Entries provided START
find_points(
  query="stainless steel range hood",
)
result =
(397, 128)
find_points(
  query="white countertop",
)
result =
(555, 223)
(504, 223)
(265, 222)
Entries provided END
• [Problem to work on]
All of the records above are to be repeated exactly.

• [Reply to the task]
find_points(
  query="stainless steel range hood",
)
result =
(397, 128)
find_points(
  query="white countertop",
)
result =
(555, 223)
(504, 223)
(265, 222)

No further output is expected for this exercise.